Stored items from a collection
((

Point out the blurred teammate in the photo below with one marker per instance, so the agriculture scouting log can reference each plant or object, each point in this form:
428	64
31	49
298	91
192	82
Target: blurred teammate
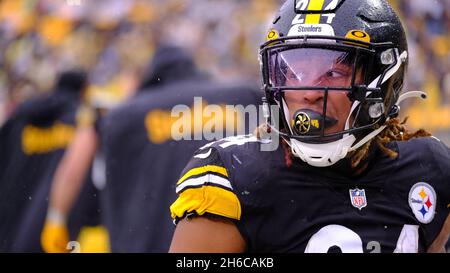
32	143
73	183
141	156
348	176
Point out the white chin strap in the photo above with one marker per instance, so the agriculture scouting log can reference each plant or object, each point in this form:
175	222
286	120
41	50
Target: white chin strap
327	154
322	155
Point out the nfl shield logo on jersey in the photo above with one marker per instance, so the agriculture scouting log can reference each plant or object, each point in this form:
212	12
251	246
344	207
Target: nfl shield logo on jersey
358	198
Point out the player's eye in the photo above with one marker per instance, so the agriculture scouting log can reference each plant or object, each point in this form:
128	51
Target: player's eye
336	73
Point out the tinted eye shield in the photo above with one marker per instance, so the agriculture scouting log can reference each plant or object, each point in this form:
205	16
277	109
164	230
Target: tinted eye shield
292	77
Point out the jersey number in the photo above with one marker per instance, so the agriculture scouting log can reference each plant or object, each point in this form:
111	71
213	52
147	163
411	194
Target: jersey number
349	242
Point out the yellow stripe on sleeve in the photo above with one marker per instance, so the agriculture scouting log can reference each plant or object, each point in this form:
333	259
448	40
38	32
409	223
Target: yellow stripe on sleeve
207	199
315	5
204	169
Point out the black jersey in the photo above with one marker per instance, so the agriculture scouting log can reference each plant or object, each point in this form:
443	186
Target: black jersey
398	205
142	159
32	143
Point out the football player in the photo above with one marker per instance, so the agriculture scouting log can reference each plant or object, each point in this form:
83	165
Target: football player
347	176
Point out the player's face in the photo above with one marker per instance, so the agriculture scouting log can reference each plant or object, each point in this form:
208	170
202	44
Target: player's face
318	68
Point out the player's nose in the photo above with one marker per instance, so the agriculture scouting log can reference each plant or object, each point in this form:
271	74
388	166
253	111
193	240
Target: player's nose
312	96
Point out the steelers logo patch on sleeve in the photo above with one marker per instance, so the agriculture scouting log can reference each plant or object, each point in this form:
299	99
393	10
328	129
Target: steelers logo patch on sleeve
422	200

))
((

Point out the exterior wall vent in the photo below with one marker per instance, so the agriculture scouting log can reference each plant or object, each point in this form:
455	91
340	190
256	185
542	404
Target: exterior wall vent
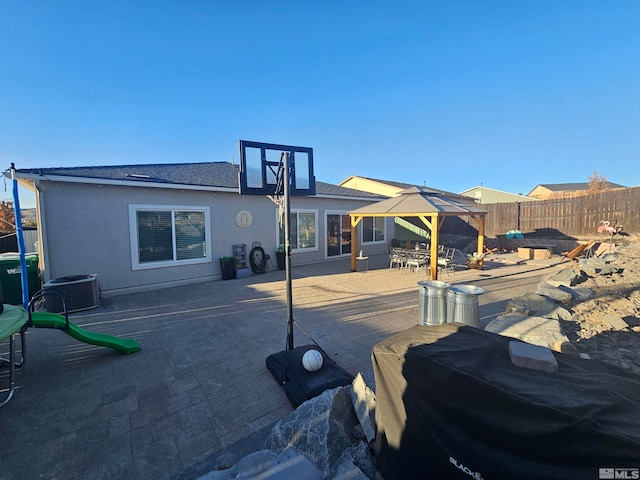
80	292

))
((

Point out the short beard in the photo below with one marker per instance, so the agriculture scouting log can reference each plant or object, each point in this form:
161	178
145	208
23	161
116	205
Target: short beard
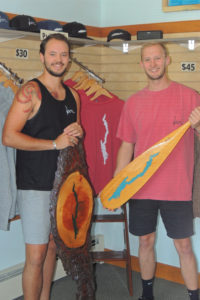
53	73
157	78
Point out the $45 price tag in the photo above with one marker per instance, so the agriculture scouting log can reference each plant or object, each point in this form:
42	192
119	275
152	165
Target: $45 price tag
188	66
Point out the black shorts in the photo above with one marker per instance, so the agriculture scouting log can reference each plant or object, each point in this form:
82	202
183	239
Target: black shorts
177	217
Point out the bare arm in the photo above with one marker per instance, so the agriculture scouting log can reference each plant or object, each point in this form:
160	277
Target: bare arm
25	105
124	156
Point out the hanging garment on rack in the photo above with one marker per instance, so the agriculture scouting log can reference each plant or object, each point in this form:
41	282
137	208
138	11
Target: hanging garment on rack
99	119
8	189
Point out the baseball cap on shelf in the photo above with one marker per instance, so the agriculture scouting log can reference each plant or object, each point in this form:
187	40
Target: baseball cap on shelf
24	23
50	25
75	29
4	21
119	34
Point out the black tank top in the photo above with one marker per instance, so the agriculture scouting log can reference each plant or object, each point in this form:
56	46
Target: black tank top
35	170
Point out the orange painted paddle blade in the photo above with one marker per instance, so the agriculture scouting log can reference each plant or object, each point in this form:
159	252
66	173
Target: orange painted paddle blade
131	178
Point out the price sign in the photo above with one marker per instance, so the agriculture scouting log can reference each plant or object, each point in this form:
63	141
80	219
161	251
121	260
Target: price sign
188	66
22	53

))

# Work required
Return each line of the data above that includes the word "below".

# Written reply
Point out the blurred teammate in the photo below with one marker per instance, so the agriculture scouting log can reference each plant or object, each point in this form:
Point out the exterior wall vent in the photo below with one marker per instance, so the agriculture scouting log can reference each plant or object, each point in this form:
Point out the short beard in the photo below with one marker per instance, so the agriculture scouting log can reference each plant or object, each point in this form:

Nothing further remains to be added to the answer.